* **Exercise**
Reproduce the lines below word for word, starting at the line that contains "Box the evergreen" and ending at the line that contains "14, 22, 147]]", with both of those lines included.

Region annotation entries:
▬▬▬▬▬▬▬▬▬▬

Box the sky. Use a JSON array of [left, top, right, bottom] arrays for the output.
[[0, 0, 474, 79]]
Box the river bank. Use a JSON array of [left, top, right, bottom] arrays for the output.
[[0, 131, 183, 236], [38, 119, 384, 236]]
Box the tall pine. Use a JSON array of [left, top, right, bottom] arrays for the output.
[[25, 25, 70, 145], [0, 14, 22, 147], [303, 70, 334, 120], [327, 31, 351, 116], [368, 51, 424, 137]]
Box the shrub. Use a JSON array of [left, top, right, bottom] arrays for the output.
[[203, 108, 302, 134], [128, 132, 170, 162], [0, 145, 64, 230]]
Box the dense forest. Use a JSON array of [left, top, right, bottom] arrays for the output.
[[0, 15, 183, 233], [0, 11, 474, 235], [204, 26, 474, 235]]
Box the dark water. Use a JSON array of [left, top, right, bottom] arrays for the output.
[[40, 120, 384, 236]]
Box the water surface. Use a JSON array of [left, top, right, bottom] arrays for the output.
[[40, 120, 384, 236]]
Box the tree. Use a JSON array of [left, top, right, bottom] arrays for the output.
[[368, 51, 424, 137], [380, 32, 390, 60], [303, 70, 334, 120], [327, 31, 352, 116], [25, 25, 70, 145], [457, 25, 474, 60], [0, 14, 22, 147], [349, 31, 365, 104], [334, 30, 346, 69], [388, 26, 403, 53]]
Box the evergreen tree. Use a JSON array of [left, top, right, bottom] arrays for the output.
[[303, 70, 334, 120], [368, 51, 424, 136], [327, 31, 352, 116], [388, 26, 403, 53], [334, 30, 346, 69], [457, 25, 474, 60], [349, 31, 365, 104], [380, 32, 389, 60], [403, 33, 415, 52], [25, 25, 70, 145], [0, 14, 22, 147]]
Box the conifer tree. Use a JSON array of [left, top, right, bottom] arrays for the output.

▬▬▬▬▬▬▬▬▬▬

* **Correct result**
Box the evergreen tree. Use a JSON array of [left, top, right, bottom] arrays for the output.
[[303, 70, 334, 120], [368, 51, 424, 136], [327, 31, 352, 116], [388, 26, 403, 53], [334, 30, 346, 69], [457, 25, 474, 60], [349, 31, 365, 104], [380, 32, 389, 60], [403, 33, 415, 52], [25, 25, 70, 145], [0, 14, 22, 147]]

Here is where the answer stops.